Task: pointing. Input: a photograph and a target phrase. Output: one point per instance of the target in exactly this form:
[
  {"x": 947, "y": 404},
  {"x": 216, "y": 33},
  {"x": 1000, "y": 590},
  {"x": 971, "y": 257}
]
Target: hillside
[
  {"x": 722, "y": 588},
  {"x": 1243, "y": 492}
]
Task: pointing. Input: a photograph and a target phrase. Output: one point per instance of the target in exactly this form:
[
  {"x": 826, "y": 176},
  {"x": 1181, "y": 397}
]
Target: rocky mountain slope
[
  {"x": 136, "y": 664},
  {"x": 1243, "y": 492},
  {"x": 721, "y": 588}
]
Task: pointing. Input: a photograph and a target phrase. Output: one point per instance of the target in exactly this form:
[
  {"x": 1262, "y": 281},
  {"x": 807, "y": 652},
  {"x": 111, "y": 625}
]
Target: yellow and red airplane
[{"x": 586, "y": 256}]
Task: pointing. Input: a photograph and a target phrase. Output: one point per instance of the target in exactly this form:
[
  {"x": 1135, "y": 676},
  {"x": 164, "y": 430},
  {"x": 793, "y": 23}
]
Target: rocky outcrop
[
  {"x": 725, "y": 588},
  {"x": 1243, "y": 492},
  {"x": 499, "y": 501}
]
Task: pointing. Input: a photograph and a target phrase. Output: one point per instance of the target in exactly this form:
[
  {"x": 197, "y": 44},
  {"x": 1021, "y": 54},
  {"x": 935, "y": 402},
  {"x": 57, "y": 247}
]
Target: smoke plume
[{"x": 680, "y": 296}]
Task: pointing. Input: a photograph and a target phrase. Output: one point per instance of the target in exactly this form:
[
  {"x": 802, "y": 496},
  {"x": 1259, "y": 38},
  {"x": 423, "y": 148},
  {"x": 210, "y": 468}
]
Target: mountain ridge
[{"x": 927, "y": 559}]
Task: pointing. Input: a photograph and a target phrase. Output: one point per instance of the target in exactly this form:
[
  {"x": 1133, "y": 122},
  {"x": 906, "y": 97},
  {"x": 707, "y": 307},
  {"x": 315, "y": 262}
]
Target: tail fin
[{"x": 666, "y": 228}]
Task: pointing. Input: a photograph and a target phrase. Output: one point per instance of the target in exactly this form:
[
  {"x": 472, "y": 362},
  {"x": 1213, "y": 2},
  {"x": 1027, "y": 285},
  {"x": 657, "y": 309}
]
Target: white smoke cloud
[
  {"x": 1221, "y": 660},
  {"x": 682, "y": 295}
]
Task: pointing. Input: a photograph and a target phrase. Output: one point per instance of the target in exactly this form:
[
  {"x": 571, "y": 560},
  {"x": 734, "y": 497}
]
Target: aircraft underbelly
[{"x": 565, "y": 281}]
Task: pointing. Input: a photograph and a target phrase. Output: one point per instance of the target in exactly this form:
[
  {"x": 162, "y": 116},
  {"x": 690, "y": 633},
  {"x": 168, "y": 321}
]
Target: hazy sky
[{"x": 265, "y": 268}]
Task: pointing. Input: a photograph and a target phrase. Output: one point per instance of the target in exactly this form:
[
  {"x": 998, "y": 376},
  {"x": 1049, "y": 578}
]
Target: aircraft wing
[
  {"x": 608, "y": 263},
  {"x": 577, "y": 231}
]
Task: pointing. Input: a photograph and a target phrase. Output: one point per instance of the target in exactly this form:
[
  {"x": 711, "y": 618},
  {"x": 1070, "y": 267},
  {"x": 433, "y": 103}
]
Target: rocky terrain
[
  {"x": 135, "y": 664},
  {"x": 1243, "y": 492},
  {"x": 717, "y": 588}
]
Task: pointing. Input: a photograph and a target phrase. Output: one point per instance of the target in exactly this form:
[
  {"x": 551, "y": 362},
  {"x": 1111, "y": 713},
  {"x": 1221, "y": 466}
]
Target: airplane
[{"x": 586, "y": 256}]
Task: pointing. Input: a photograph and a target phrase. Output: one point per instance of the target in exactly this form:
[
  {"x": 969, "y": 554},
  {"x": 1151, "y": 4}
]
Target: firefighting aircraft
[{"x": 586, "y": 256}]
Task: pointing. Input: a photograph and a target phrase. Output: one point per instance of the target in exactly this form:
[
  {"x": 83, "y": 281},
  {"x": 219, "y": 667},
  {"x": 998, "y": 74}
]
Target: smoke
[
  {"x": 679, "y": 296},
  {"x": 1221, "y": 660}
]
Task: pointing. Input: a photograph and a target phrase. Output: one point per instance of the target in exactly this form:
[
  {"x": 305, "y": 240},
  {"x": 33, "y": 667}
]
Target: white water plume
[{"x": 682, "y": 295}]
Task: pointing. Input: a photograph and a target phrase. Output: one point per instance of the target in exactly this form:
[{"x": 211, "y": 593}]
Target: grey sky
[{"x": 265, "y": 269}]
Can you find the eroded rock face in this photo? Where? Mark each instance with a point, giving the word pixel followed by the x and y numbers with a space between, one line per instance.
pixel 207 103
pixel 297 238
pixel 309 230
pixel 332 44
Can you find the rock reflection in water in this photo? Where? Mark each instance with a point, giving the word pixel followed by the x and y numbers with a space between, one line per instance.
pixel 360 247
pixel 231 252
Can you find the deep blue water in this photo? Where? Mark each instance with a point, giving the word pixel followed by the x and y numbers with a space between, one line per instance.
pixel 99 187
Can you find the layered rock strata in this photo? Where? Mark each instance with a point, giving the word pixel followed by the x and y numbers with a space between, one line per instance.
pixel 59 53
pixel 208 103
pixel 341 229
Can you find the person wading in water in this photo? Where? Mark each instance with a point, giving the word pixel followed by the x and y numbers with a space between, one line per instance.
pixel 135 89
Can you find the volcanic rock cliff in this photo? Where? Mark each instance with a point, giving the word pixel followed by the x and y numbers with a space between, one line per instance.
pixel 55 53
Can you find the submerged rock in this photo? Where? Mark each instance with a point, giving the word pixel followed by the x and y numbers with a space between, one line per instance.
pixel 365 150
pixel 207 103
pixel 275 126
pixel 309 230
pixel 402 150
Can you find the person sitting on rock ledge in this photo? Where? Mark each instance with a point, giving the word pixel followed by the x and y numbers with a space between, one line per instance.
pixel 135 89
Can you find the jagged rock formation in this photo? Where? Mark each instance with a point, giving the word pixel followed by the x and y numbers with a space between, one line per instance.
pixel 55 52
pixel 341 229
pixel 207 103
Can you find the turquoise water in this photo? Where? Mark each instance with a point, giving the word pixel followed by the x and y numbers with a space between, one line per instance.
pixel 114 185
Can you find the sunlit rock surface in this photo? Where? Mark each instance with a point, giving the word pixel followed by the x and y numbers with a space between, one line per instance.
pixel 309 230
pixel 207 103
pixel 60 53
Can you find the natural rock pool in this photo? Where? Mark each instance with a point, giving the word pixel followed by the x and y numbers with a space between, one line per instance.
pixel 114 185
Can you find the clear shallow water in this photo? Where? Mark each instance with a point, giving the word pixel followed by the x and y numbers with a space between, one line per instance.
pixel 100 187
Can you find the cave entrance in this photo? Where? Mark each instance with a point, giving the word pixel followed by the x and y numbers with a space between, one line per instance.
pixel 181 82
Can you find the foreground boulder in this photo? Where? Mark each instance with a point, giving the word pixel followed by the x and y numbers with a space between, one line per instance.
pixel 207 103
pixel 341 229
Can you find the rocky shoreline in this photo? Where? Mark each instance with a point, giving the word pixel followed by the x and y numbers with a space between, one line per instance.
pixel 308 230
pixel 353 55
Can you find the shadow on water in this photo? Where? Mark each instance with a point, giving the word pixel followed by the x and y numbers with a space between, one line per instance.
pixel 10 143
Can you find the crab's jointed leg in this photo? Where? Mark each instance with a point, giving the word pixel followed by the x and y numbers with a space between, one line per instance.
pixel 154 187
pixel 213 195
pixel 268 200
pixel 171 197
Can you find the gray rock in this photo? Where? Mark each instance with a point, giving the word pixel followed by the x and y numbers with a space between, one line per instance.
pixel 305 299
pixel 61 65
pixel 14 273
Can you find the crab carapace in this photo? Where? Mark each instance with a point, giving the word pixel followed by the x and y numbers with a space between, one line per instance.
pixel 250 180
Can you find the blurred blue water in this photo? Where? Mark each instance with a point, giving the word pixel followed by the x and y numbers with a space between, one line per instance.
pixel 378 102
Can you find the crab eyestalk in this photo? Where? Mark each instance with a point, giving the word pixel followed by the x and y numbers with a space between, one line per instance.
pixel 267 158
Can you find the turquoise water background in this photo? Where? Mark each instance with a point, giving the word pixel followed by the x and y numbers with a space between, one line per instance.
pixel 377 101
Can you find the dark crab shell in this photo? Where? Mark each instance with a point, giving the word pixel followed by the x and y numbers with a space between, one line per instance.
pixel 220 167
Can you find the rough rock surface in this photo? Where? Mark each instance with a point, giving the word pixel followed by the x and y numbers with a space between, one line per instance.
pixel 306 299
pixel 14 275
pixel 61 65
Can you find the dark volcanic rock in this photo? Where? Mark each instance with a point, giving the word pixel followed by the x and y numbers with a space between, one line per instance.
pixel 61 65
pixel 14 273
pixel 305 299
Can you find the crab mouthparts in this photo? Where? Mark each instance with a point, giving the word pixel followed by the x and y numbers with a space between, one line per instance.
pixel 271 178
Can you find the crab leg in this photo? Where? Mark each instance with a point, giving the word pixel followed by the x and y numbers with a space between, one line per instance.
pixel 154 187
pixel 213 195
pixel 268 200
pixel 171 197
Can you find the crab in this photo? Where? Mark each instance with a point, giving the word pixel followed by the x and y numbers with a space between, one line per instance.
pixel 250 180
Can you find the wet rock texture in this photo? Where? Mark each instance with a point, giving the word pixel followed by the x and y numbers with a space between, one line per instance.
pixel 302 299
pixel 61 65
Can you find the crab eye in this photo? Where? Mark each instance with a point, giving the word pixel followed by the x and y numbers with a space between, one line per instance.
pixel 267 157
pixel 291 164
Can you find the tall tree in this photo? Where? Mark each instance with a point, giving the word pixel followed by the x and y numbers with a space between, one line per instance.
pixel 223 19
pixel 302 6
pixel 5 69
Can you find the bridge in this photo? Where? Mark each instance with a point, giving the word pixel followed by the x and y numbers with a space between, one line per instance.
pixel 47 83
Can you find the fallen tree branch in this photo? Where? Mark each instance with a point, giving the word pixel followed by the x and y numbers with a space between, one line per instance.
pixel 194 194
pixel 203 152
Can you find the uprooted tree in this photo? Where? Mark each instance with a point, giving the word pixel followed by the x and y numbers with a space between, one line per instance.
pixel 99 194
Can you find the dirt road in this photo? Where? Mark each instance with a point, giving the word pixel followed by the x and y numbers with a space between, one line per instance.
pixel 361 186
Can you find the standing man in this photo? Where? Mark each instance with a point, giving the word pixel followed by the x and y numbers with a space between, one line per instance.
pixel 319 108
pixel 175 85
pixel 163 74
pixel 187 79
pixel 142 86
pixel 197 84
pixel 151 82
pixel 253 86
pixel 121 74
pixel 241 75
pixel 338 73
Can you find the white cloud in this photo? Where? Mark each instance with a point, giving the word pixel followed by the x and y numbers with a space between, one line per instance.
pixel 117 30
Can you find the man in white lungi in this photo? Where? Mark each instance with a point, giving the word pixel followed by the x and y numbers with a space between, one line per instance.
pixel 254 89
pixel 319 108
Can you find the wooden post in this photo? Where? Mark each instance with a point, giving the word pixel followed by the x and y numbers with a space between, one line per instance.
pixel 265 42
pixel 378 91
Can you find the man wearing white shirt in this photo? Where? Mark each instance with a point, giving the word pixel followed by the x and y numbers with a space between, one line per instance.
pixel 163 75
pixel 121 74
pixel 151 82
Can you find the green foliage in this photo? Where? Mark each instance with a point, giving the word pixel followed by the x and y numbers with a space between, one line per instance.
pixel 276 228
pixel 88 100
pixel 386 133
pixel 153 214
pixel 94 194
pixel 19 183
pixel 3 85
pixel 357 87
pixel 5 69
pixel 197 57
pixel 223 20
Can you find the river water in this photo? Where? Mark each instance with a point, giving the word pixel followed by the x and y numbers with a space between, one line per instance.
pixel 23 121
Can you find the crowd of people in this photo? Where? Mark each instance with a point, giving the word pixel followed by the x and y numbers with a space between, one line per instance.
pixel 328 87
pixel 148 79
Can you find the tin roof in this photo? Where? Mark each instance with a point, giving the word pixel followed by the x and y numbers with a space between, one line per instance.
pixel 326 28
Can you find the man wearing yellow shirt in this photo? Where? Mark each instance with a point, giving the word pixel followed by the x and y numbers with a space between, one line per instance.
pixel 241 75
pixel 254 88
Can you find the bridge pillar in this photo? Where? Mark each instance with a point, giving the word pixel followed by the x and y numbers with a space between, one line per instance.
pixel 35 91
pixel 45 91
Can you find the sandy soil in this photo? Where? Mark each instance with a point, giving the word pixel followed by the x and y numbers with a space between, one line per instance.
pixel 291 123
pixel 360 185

▶ Task:
The lines to reproduce run from the one containing "Can you find the bridge pillar" to the last line of the listing; print them exactly, including both ends.

▶ Expected answer:
Can you find the bridge pillar in this photo? Where? Mark each instance with a point, giving the word pixel followed by the x and y numbers with a space between, one line per instance.
pixel 35 91
pixel 45 91
Can you find the sandy soil in this photo? Where? Mark each instance with a point, giving the word pixel followed by the x and y numbers with a space between, one line per instance.
pixel 291 123
pixel 360 185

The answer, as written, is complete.